-- START --
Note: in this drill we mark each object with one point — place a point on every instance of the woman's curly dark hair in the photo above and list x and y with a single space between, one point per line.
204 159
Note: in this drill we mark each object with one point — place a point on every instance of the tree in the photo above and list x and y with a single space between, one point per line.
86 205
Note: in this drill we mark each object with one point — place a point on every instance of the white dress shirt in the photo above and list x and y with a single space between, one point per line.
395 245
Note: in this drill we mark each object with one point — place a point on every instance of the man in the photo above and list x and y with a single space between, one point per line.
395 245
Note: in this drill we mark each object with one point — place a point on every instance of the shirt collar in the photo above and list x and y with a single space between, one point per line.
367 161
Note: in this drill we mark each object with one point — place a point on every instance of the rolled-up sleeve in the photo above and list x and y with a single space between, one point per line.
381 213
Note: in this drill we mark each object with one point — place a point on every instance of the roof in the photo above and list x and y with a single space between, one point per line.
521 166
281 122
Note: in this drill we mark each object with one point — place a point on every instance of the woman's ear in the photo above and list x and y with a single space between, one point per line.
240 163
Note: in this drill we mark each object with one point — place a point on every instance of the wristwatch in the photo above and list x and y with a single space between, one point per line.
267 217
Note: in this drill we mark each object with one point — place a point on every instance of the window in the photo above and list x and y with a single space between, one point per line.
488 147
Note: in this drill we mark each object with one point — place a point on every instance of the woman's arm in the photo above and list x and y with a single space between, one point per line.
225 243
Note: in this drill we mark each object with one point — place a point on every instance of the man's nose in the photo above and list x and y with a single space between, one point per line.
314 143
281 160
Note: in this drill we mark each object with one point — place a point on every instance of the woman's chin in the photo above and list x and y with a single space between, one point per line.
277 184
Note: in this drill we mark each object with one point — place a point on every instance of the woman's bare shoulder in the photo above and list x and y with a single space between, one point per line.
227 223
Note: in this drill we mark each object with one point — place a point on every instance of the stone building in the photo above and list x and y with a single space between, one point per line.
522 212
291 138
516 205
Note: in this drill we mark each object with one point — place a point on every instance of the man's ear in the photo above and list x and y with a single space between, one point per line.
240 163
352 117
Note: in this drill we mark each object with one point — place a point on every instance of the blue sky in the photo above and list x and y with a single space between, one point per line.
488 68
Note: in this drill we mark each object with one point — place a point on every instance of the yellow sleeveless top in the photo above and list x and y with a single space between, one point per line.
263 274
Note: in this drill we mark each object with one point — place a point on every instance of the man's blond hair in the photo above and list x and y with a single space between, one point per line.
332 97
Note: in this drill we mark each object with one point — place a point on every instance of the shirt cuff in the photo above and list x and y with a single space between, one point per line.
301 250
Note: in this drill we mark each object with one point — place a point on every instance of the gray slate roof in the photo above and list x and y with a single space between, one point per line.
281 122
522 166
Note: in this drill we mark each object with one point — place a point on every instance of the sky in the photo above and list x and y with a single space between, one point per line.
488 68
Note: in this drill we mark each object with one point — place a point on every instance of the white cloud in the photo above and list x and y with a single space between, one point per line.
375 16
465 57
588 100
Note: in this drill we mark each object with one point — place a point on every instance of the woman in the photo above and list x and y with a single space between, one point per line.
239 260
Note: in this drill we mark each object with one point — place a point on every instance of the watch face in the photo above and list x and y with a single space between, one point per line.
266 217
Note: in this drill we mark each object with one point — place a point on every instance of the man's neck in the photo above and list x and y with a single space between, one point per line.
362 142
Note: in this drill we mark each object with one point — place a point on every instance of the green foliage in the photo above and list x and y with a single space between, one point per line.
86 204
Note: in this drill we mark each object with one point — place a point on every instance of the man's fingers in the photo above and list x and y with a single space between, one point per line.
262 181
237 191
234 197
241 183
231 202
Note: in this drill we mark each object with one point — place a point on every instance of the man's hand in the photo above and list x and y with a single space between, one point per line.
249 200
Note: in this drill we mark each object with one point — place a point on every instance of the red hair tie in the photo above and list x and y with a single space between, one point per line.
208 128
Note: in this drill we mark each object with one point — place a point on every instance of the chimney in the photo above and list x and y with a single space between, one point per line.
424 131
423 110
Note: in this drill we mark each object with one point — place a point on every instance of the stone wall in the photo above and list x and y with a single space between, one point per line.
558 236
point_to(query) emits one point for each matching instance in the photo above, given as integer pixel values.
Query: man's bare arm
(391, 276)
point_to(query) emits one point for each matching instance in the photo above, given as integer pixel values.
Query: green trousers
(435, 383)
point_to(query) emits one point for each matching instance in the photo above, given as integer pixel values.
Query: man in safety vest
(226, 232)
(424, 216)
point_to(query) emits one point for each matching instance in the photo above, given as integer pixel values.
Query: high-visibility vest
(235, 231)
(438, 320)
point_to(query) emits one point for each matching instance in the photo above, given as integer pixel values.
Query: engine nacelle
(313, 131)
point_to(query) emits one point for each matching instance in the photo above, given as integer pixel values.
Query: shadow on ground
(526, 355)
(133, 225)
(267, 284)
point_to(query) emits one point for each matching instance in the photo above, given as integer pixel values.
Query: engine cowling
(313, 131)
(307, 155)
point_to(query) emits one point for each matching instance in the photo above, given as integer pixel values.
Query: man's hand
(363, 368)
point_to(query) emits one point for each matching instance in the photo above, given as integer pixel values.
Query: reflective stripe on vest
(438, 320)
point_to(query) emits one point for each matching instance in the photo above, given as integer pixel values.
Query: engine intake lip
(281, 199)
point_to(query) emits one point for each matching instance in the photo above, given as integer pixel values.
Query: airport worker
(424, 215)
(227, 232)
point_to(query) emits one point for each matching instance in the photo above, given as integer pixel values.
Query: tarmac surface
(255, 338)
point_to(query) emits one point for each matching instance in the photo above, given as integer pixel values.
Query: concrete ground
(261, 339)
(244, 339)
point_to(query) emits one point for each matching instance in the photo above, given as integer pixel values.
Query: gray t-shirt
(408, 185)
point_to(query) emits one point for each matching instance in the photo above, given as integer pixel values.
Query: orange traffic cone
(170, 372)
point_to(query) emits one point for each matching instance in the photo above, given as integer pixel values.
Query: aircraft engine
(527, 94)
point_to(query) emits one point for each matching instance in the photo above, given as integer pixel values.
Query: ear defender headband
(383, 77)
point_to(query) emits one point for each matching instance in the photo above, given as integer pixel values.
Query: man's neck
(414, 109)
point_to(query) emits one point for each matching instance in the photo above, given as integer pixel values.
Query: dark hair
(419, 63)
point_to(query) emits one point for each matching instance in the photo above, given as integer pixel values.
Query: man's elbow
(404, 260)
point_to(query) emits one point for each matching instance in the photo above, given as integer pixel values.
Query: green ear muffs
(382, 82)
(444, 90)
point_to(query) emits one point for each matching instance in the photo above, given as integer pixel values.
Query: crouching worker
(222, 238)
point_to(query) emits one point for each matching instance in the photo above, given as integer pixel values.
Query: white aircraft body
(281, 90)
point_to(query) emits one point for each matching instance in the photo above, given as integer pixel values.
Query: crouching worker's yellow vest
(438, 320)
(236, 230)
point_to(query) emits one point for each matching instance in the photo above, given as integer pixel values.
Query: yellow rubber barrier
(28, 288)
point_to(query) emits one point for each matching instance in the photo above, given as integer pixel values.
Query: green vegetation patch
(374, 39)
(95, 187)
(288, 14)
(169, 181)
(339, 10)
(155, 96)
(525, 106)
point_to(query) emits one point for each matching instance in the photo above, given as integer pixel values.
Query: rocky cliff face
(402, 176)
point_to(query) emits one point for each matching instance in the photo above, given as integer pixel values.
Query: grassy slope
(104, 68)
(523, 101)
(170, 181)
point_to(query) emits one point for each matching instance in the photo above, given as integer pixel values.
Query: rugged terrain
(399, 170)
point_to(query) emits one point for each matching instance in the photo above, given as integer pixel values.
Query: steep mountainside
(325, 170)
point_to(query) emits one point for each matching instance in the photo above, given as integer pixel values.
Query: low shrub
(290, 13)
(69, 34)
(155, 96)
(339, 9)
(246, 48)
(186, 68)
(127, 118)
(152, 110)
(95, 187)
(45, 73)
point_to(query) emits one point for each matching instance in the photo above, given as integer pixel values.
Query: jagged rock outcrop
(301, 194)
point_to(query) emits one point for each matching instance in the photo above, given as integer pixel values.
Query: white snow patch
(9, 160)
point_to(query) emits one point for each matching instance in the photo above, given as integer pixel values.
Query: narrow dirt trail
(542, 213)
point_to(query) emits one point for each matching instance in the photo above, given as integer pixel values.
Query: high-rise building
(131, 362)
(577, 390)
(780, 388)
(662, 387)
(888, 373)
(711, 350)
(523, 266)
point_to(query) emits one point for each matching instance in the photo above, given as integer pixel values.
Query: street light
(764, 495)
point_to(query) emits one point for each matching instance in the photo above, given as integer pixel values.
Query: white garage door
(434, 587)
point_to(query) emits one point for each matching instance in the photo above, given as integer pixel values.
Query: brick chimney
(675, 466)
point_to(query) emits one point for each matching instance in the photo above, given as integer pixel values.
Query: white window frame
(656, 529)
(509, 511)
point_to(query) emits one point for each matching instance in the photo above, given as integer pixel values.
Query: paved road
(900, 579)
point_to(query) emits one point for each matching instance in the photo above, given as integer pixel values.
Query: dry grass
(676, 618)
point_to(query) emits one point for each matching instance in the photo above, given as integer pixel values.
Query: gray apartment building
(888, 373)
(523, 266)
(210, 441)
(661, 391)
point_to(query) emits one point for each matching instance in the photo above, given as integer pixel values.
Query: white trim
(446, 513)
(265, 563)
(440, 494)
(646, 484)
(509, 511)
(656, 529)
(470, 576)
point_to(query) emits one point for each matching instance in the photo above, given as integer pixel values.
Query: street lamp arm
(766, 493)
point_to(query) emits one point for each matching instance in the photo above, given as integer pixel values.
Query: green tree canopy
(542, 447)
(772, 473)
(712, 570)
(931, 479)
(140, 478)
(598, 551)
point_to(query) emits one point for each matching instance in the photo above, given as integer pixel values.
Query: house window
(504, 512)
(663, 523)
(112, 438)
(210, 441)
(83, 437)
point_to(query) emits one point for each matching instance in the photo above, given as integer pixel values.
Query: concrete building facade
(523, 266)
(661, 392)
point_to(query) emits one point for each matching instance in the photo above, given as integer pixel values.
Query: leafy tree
-- END --
Count the lines in the entries above that contain the string "ground", treating uppercase and lowercase as different. Give only the number.

2